SHORT EXERCISE ▸ Could you write out every one of the items below again, replacing "produce" with "draw" wherever it occurs and leaving everything else as it is?

THE DATA ▸
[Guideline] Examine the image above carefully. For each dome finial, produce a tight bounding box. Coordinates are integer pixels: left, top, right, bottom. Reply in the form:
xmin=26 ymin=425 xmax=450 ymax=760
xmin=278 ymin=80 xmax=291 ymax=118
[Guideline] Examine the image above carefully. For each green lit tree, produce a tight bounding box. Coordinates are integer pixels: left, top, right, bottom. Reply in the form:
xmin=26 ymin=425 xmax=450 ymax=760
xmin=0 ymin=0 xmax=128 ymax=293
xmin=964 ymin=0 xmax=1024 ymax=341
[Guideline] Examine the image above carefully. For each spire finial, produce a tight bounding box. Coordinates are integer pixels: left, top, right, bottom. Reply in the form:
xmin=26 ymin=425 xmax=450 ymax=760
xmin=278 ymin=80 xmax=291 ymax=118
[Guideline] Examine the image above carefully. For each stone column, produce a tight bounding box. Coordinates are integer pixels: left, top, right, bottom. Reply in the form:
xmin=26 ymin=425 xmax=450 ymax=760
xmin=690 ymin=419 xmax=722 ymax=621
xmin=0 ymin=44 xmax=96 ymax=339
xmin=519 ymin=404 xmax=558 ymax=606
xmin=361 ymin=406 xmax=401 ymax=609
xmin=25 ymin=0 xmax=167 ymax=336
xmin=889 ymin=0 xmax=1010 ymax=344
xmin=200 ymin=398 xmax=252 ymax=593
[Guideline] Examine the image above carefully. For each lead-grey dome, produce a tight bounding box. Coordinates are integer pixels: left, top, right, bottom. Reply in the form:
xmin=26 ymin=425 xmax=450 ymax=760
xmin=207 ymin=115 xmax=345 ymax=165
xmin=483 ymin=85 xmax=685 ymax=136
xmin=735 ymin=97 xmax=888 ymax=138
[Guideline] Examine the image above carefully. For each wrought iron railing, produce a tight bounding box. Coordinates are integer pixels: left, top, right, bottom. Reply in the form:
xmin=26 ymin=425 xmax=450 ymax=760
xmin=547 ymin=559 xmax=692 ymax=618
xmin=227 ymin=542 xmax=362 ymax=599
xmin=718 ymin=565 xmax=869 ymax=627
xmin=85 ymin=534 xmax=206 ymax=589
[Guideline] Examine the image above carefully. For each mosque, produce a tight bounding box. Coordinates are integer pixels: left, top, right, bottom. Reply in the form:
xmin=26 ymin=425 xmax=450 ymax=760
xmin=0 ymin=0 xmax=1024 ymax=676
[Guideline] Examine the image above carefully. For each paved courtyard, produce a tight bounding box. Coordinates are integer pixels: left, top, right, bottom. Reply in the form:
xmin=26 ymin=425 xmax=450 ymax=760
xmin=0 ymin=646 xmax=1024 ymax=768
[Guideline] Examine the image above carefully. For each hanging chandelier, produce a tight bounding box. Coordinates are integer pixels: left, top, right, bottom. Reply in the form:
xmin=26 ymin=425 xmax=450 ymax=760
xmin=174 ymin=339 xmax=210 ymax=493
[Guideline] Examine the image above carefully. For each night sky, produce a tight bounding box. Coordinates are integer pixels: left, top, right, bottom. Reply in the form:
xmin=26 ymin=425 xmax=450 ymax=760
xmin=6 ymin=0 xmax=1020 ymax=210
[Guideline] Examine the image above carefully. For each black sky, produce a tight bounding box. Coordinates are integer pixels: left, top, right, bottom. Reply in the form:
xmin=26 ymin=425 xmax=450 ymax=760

TASK RESULT ▸
[Guideline] Examine the image above carefully. For each dome finial, draw a tight bounding box. Coordinates are integer pixels: left, top, right, bottom. Reply in the form:
xmin=26 ymin=425 xmax=450 ymax=760
xmin=278 ymin=80 xmax=291 ymax=118
[Guideline] Examine the image above carefully. For each green lit tree, draw a tight bounding box. Coordinates are integer pixels: left, top, right, bottom. Reply in the form:
xmin=26 ymin=425 xmax=450 ymax=760
xmin=0 ymin=0 xmax=128 ymax=293
xmin=964 ymin=0 xmax=1024 ymax=341
[Guideline] Examine the image above carefully. For each spire finial, draw a tight bounding box. Coordinates are integer pixels: left, top, right, bottom. Reply in the form:
xmin=26 ymin=425 xmax=450 ymax=760
xmin=278 ymin=80 xmax=291 ymax=118
[Guideline] Examine the image above carefully. For each stone column, draw a tight bounding box. Coordinates are integer pixels: left, top, right, bottom. Reply in the form:
xmin=26 ymin=425 xmax=450 ymax=760
xmin=690 ymin=419 xmax=722 ymax=621
xmin=0 ymin=44 xmax=96 ymax=339
xmin=519 ymin=404 xmax=558 ymax=606
xmin=361 ymin=406 xmax=401 ymax=609
xmin=25 ymin=0 xmax=167 ymax=336
xmin=889 ymin=0 xmax=1010 ymax=344
xmin=200 ymin=398 xmax=252 ymax=593
[Guideline] Examine the image above carefully. For each lead-grey dome, draw a tight bounding box. Coordinates are integer pixels: left, top, right, bottom. Reply in the form:
xmin=26 ymin=425 xmax=450 ymax=760
xmin=207 ymin=115 xmax=345 ymax=165
xmin=483 ymin=85 xmax=685 ymax=136
xmin=735 ymin=97 xmax=888 ymax=138
[Guideline] Examine the image above carefully. For each wrought iron railing, draw a tight bounding box. Coordinates are integer pixels: left, top, right, bottom. Reply in the form:
xmin=26 ymin=425 xmax=450 ymax=760
xmin=547 ymin=559 xmax=692 ymax=618
xmin=227 ymin=542 xmax=362 ymax=599
xmin=718 ymin=565 xmax=869 ymax=627
xmin=85 ymin=534 xmax=206 ymax=589
[Guideline] Examine the image above carefully. For each mosque, draw a tight bounding box. Coordinates are integer pixels: left, top, right, bottom. Reply in the form:
xmin=26 ymin=425 xmax=450 ymax=760
xmin=0 ymin=0 xmax=1024 ymax=676
[Guideline] Examine the image above carefully. For each paved courtyard, draw a tight bounding box. Coordinates are integer pixels: left, top, right, bottom. Reply in the form:
xmin=26 ymin=425 xmax=450 ymax=760
xmin=0 ymin=646 xmax=1024 ymax=768
[Guideline] Examine the image above carefully. For each hanging chandelier, draw a tight bounding box. Coordinates are integer pixels: left, top, right, bottom. Reply in the form:
xmin=26 ymin=425 xmax=450 ymax=760
xmin=174 ymin=339 xmax=210 ymax=493
[Guideline] Examine the image above carefully. For each night sky, draw a tight bounding box. Coordinates are integer pixels: left, top, right, bottom. Reply in the form:
xmin=26 ymin=425 xmax=450 ymax=760
xmin=6 ymin=0 xmax=1020 ymax=210
[Guideline] Examine the image above carefully. For each black sky, draw a tight bounding box. Coordinates are integer pixels: left, top, right, bottom. Reply in the form:
xmin=26 ymin=425 xmax=450 ymax=760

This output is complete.